[Start of section]

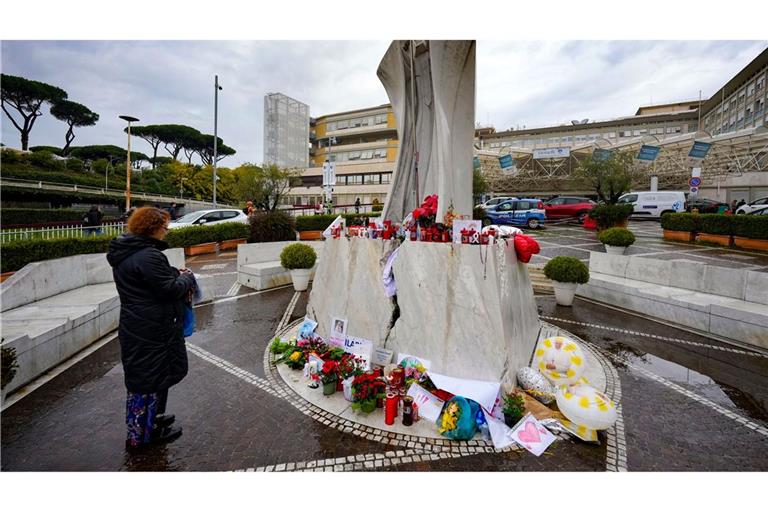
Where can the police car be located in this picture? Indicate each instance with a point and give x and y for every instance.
(518, 212)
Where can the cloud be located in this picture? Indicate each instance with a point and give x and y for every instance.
(532, 83)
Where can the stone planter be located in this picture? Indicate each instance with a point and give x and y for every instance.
(615, 249)
(680, 236)
(310, 235)
(724, 240)
(300, 278)
(229, 245)
(564, 292)
(194, 250)
(750, 243)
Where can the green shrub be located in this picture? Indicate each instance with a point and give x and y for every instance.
(617, 237)
(272, 226)
(690, 222)
(609, 215)
(751, 226)
(296, 256)
(566, 269)
(717, 224)
(314, 222)
(15, 255)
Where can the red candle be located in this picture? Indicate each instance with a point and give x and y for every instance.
(390, 409)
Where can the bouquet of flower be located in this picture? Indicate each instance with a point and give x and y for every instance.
(329, 372)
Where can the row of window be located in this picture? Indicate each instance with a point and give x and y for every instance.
(350, 179)
(587, 138)
(357, 122)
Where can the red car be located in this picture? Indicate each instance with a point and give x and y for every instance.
(565, 207)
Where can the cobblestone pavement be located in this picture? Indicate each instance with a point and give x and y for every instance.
(688, 403)
(573, 240)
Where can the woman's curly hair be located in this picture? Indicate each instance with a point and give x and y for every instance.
(145, 221)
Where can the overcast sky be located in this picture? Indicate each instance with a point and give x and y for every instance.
(518, 83)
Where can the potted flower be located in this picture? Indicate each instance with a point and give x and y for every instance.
(567, 273)
(616, 240)
(329, 375)
(364, 393)
(299, 259)
(514, 408)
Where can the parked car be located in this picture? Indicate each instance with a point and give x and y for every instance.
(655, 204)
(518, 212)
(754, 205)
(707, 206)
(568, 207)
(208, 217)
(493, 202)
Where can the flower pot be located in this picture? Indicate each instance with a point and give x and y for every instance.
(615, 249)
(194, 250)
(329, 388)
(300, 278)
(228, 245)
(310, 235)
(348, 389)
(368, 406)
(724, 240)
(680, 236)
(564, 292)
(750, 243)
(510, 420)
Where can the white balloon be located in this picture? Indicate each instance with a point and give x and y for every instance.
(536, 385)
(560, 359)
(585, 406)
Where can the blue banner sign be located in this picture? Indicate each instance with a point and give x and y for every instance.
(699, 149)
(602, 154)
(648, 153)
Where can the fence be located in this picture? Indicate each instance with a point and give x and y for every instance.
(75, 231)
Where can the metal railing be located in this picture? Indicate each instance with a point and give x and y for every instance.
(74, 231)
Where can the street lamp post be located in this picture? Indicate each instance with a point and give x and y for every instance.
(128, 163)
(216, 89)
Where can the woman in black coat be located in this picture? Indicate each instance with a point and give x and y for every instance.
(152, 305)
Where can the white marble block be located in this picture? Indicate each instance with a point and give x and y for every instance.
(468, 309)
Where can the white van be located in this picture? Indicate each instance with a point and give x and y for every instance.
(655, 204)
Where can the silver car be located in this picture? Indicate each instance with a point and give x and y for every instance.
(207, 217)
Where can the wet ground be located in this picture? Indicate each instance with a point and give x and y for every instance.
(688, 402)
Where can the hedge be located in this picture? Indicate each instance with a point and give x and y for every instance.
(17, 254)
(194, 235)
(717, 224)
(751, 226)
(320, 222)
(690, 222)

[End of section]

What is needed: Set down the full listing above with its wording unchanged. Leave out its images.

Solution to this exercise:
Where can the police car be located in this picture? Indicate each instance with a point and give x and y for every instance.
(518, 212)
Where can the cloud be located in this picture? Indicate each instance with a point and give x and y for every instance.
(532, 83)
Where can the stone planter be located in this picture? Indicate each instance with a point and give x and y for every instance.
(615, 249)
(680, 236)
(310, 235)
(724, 240)
(300, 278)
(229, 245)
(564, 292)
(194, 250)
(750, 243)
Where can the green shrub be located in this picture? Indicate each instance with a point and give x and y for every instance.
(617, 237)
(272, 226)
(690, 222)
(609, 215)
(751, 226)
(296, 256)
(566, 269)
(717, 224)
(314, 222)
(15, 255)
Where can the red candle be located in this picture? Indicate each instance with a point and give x and y for every instance.
(390, 409)
Where can the bouquet of flower be located in this picture? Indicate each instance with a point and give x and y for every instance.
(329, 372)
Where can the row of window be located in this picture? Indicate each instance with a point and give x and y for every instance.
(350, 179)
(587, 138)
(357, 122)
Where can the red car be located in this picture? Indicate each instance with a point and give x and y for every instance.
(565, 207)
Where can the cobblestone pavement be located in this picture? Indicate each instance with a point and give x and y for every instance.
(688, 403)
(573, 240)
Where can the woman's curly hair be located in this picture? Indicate each instance with a point and give x and y for every instance.
(145, 221)
Where can the overcast sky be located in this picture? Indicate each instance with a point and give x and y for every instance.
(518, 83)
Where can the potted flower be located in this picture? Indicate each instance with a point and give x and y for every instance.
(567, 273)
(616, 240)
(329, 375)
(364, 393)
(299, 259)
(514, 408)
Where can the parked car be located in this picture? Indicate each instance with a point and give x and y for every instance.
(655, 204)
(518, 212)
(754, 205)
(707, 206)
(568, 207)
(208, 217)
(493, 202)
Where can the flower pot be located in this picture? Indicate each instance with a point and give x and y for every instance.
(615, 249)
(194, 250)
(329, 388)
(300, 278)
(228, 245)
(310, 235)
(348, 389)
(368, 406)
(724, 240)
(680, 236)
(564, 292)
(750, 243)
(510, 420)
Where can the white balloon be located in this picture? Indicate each instance with a point and give x and y for every instance.
(536, 385)
(560, 359)
(585, 406)
Where can the blue banner sign be located in this picture? Indicate each instance with a point and give x and y for every instance.
(699, 149)
(602, 154)
(648, 153)
Where can the fence be located in this picture? Indicate each instance with a point and give x and y for every instance.
(75, 231)
Where can the metal railing be located in this picture? Indicate each instance with a point and give x and y for every instance.
(74, 231)
Where can the street lamp post be located in this picture? Indicate each instance with a point and give x and y for every instance.
(128, 163)
(216, 89)
Where can the woman in black coat be located in this picture? Indicate each instance with a point and give x and y for every instance.
(152, 305)
Where can the white marble block be located in this picture? Indicate each instance with a point and give x and y for every instance.
(468, 309)
Where can the white van be located in this picture? Indicate each instance with a point and give x and y for every instance.
(655, 204)
Where can the silver car be located in this picture? Indicate each instance with a point and give x and y for every instance.
(207, 217)
Where can the wet ground be located in this picture? Indicate each instance with a point and give x and y for every instance.
(688, 402)
Where can the hedge be located in this picture? Indicate each instance with a point and give x and y for every instance.
(17, 254)
(194, 235)
(717, 224)
(751, 226)
(320, 222)
(690, 222)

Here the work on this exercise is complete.